**INSTRUCTION**. Retype, without any changes, the passage from the forum message below on full table scans that opens with the words containing "The only reason" and closes with "sessions as well.".

**PASSAGE PROVIDED**.
┏━━
Re: Full table scan -- uniform extent allocation - extent allocation map issue?

From: Vishnu Potukanuma <vishnupotukanuma@xxxxxxxxx>
To: jonathan@xxxxxxxxxxxxxxxxxx
Date: Wed, 27 Nov 2019 02:00:35 +0530

Hi Jonathan, thanks for your timely response.

I am just trying to see the entire picture... of what it takes to perform a
full table scan... every possibility and every path oracle can take..

My understanding:
Oracle knows that highwater mark information by reading the L3BMB or
segment header initially to get the low - high water mark, high - high
water mark information and also regarding extent map so that it knows which
extents to read from. Oracle is also aware that all blocks below the low -
high water mark - whether they are used or not or free, it should read (in
other words all formatted) and as the blocks between Low - HWM and high HWM
are either formatted or unformatted (may or may not contain data). so it
selectively reads only those formatted block ranges between low-HWM and
high-HWM.

So if A, B, C, D, E extents are allocated to the table E is the last extent
so E usually contains the high water mark, unless users manually allocated
extents.. So while performing a full table scan, oracle has to read all the
blocks from the table (formatted). If the extent A is stored at say near
31gb position and extent stored at 1gb position, the disk spindles whether
they are based out of RAID or single disks have to read the extend from A
position go to position B which is at 1gb position and vice versa depending
on the location..

My idea was as Oracle knows that E is the last extent which contains the
high water mark,
if it read A, B, C, D the order in which they are stored in a data file,
the disk spindle has to move only along one path over the surface of the
disk and finally read the last extent this goes same even RAID volumes. So
that most of the IO seek time can be minimised  I mean this is only for the
tables in the tablespaces with uniform extent allocation, as the extent
sizes grow with auto allocate, this issue i was talking about diminishes.
The only reason why I brought this up is, *although negligible as you
indicated in most cases,* this is rather an interesting behaviour to note,
but when the disks are busy a large random read (pread64 which reads 1mb
chunk in one IO operation) may affect other sessions as well.

Now cases when this issue can occur (in OLTP environments) i mean this can
grow over the years, not immediate.
1. Over time rebuild indexes on a tables, as it is mandatory in few cases
due to its dependency on ROWID.
┗━━
**MATERIAL SUPPLIED**.
┏━━
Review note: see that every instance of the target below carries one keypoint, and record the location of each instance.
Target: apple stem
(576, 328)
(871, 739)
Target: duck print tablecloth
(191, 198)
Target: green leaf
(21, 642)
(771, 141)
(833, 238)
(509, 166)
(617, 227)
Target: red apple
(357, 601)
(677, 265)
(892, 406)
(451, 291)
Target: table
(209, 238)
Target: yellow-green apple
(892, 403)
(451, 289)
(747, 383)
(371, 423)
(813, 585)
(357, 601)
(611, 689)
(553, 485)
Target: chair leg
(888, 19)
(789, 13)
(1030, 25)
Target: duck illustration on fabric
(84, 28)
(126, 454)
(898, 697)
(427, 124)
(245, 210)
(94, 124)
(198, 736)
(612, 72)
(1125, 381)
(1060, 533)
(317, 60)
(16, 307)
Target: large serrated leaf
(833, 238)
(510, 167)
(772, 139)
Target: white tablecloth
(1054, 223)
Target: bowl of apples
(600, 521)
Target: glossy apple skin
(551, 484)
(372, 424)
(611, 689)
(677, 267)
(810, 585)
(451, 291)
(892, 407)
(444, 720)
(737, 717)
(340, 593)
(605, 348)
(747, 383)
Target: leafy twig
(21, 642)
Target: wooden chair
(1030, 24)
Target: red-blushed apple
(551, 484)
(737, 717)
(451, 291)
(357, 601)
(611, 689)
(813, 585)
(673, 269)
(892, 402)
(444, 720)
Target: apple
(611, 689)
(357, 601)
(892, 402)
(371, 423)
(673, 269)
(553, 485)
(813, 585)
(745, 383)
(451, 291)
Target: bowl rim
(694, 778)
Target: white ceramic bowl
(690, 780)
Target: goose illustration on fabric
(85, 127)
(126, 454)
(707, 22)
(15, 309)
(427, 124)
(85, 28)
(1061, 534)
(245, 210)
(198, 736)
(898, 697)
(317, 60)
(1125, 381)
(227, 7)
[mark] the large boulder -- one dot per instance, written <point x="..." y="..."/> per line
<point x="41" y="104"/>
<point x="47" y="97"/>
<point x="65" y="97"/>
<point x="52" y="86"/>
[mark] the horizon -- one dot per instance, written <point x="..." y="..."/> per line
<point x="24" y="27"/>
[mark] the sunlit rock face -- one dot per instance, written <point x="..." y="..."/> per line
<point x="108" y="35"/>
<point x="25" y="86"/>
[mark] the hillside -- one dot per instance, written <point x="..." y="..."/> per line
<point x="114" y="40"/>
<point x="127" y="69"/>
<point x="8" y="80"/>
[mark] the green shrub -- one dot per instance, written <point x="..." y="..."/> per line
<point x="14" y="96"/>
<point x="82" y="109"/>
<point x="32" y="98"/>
┗━━
**RESPONSE TO THE EXERCISE**.
The only reason why I brought this up is, *although negligible as you
indicated in most cases,* this is rather an interesting behaviour to note,
but when the disks are busy a large random read (pread64 which reads 1mb
chunk in one IO operation) may affect other sessions as well.